> [Texto de lectura]
'''

Los destellos de esas perlas son inagotables. Ofrecemos aquí tan solo unos pocos. Quizá algunos de ellos podrían inspirar al lector para descubrir otros.
La revelación judeocristiana es la revelación del Amor con que Dios nos ama. Este Amor será siempre nuestro asombro: rebasa cuanto podemos soñar o imaginar. Para conocer a fondo el Amor de Dios necesitaríamos ser Dios, y por eso tampoco comprendemos del todo las expresiones de ese Amor.
El primer acto en que se revela ese Amor es la creación. Dios está presente en las cosas más que las cosas mismas; está en mí más que yo mismo. Los teólogos la llaman presencia de inmensidad, y explican que adopta tres modalidades. La primera, presencia de conocimiento, en cuanto nada escapa a la visión divina: Dios conoce lo íntimo de cada corazón. La segunda, que Dios está presente en todo con una presencia de fuerza, pues da a los seres su actividad: hace a la vid dar uvas y rosas al rosal. También está presente con una presencia de esencia, en cuanto otorga y mantiene a las cosas en su ser. Tales son los tres aspectos de la presencia de Dios en su acto creador.

'''

> [Instrucciones de trabajo]
[1] Copia de nuevo el fragmento del texto sobre el Amor de Dios que comienza en "Los destellos de" y termina en "para descubrir otros.", intercambiando "perlas" por "joyas".
[2] ¿Qué modalidades de la presencia de inmensidad enumera el texto sobre el Amor de Dios?

> [Datos]
'''

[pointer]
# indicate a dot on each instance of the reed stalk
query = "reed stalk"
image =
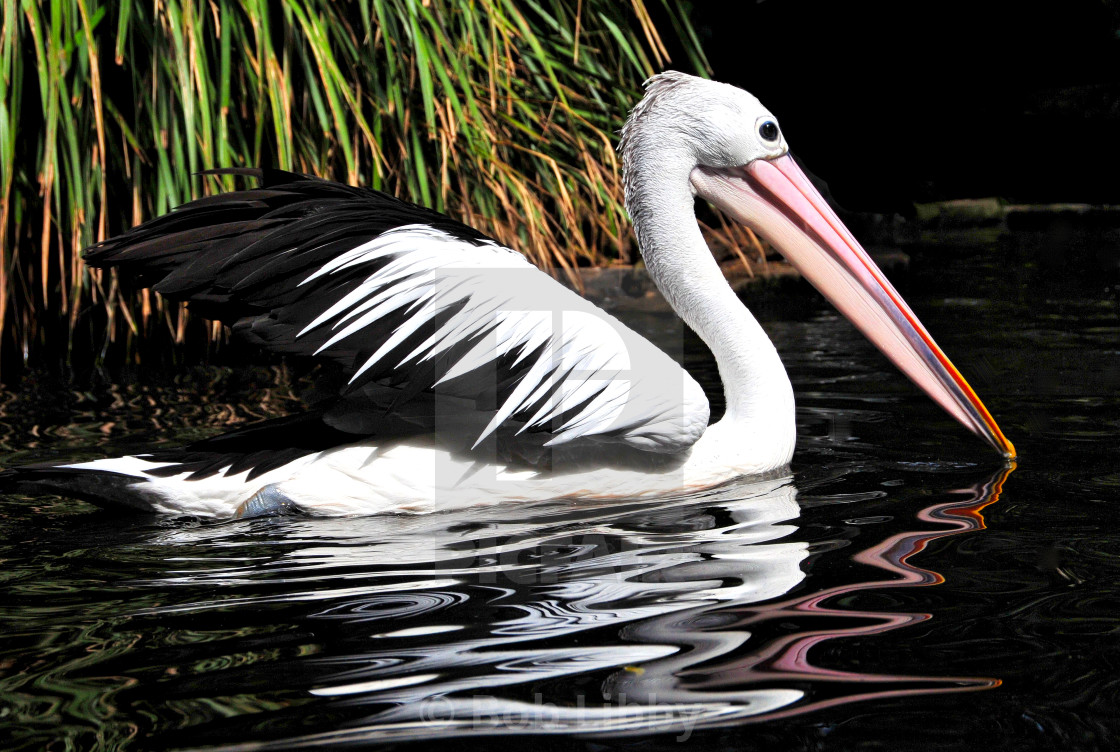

'''

> [Respuestas]
[1]
Los destellos de esas joyas son inagotables. Ofrecemos aquí tan solo unos pocos. Quizá algunos de ellos podrían inspirar al lector para descubrir otros.

[2] Presencia de conocimiento, presencia de fuerza y presencia de esencia.